Sekarang masalahnya, mengapa mahasiswa, kalangan anak-anak muda,  dan masyarakat pada umumnya saat ini banyak yang mengalami krisis kemiskinan “bahasa”?

Bahasa dalam Fase Kebudayaan

Kalau kita mendasarkan perkembangan kebudayaan Indonesia melalui fase mitis, ontologis, lalu fungsional –seperti diisyaratkan oleh pakar Sosiologi Ilmu Pengetahuan, Van Peursen-, maka kita akan memergoki bahwa pada fase mitis, bahasa yang banyak dikembangkan di lingkungan masyarakat bukanlah bahasa-bahasa analitis-investigatif, melainkan lebih merupakan bahasa-bahasa magis-harmonis. Tengoklah bahasa yang digunakan para pemimpin negeri ini, lebih banyak cenderung bersifat magis-harmonis, dan karenanya “menghipnotis” warga masyarakat untuk tidak melampaui ke arah munculnya gagasan analitis-investigatif. Tengok pula tutur dialog dan setting cerita sinetron-sinetron di televisi; lebih banyak dikuasai oleh bahasa dan cerita yang bernuansa magis-harmonis itu.

## Yang Diharapkan
Tuliskan kembali tanpa perubahan bagian teks tentang bahasa dan fase kebudayaan, dimulai dari "Bahasa dalam Fase" dan diakhiri pada "bernuansa magis-harmonis itu.". Entri yang menyusul tidak diperlukan dan boleh dilewati.

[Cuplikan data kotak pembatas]
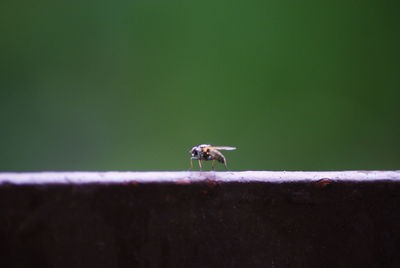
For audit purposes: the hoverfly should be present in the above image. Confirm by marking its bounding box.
[189,144,236,170]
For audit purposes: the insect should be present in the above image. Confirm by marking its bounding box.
[189,144,236,170]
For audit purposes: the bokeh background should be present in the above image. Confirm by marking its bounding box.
[0,0,400,171]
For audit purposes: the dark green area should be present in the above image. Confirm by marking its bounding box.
[0,0,400,171]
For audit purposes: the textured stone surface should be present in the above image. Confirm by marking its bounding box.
[0,174,400,267]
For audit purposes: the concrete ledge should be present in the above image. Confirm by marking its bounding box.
[0,171,400,267]
[0,170,400,184]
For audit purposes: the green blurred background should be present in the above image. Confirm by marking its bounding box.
[0,0,400,171]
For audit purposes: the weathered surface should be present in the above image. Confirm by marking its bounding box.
[0,171,400,267]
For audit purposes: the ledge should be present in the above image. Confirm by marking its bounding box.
[0,170,400,184]
[0,171,400,268]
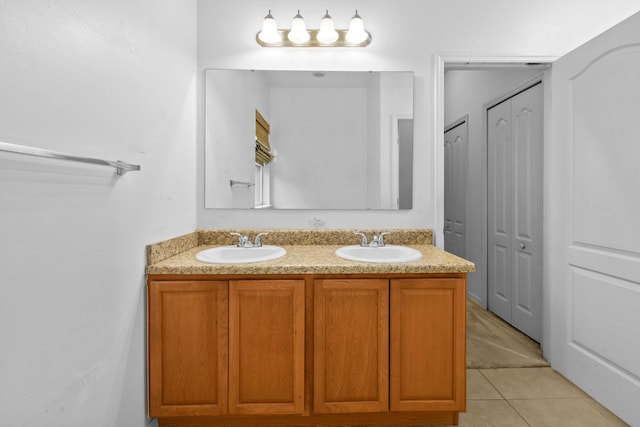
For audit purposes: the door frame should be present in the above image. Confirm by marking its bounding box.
[433,53,558,349]
[442,114,469,256]
[482,77,548,340]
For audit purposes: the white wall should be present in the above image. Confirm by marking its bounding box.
[198,0,638,228]
[204,70,256,208]
[0,0,196,427]
[444,68,541,307]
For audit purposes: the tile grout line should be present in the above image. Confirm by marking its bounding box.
[478,369,532,427]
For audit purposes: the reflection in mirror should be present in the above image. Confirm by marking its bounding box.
[204,69,413,209]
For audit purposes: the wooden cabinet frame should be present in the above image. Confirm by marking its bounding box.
[148,273,466,427]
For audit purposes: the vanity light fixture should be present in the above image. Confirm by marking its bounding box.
[287,9,311,44]
[256,10,371,47]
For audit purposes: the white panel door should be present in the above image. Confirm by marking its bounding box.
[444,117,469,257]
[487,83,544,341]
[544,13,640,426]
[487,101,513,323]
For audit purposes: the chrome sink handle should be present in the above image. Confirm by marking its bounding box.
[229,233,251,248]
[378,231,391,247]
[353,231,369,246]
[253,233,269,248]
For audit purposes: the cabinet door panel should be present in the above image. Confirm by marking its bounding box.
[149,281,228,417]
[391,279,466,411]
[314,279,389,413]
[229,280,304,414]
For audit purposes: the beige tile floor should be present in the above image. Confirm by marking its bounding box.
[459,367,627,427]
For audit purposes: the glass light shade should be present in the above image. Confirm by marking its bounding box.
[258,11,280,43]
[316,10,338,44]
[345,10,369,43]
[287,11,311,44]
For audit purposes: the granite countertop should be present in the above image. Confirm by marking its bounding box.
[146,229,475,274]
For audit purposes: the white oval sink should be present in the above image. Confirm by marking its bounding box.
[196,245,287,264]
[336,245,422,263]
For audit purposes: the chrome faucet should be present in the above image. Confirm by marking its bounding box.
[353,231,369,246]
[253,233,269,248]
[230,233,269,248]
[230,233,253,248]
[369,231,391,248]
[353,231,391,248]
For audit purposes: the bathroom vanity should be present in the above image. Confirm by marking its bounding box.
[147,230,474,426]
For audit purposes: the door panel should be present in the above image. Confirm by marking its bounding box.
[149,281,228,417]
[444,117,469,257]
[545,13,640,425]
[487,102,511,322]
[229,280,304,414]
[390,279,466,411]
[511,84,544,341]
[313,279,389,413]
[487,84,544,340]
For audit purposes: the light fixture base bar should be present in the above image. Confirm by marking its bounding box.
[256,30,371,47]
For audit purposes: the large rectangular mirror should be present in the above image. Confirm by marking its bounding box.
[204,69,413,209]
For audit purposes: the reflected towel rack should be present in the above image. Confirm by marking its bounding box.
[229,179,255,187]
[0,141,140,175]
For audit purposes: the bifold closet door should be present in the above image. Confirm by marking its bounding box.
[487,83,544,341]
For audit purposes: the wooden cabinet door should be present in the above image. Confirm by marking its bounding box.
[148,281,228,417]
[229,280,305,414]
[390,278,466,411]
[313,279,389,413]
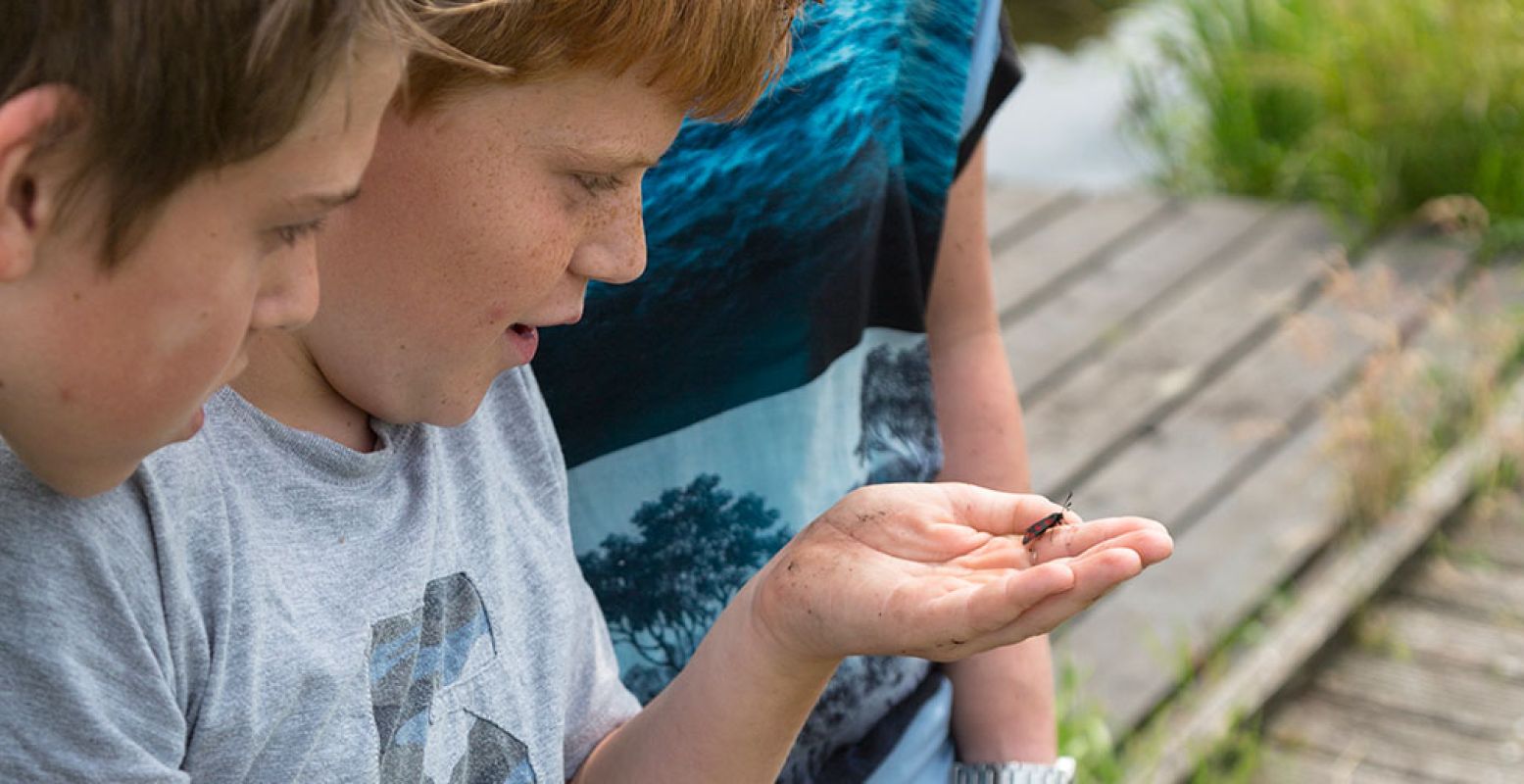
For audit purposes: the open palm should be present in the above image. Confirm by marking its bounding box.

## Penyelesaian Tugas
Bahasa dalam Fase Kebudayaan

Kalau kita mendasarkan perkembangan kebudayaan Indonesia melalui fase mitis, ontologis, lalu fungsional –seperti diisyaratkan oleh pakar Sosiologi Ilmu Pengetahuan, Van Peursen-, maka kita akan memergoki bahwa pada fase mitis, bahasa yang banyak dikembangkan di lingkungan masyarakat bukanlah bahasa-bahasa analitis-investigatif, melainkan lebih merupakan bahasa-bahasa magis-harmonis. Tengoklah bahasa yang digunakan para pemimpin negeri ini, lebih banyak cenderung bersifat magis-harmonis, dan karenanya “menghipnotis” warga masyarakat untuk tidak melampaui ke arah munculnya gagasan analitis-investigatif. Tengok pula tutur dialog dan setting cerita sinetron-sinetron di televisi; lebih banyak dikuasai oleh bahasa dan cerita yang bernuansa magis-harmonis itu.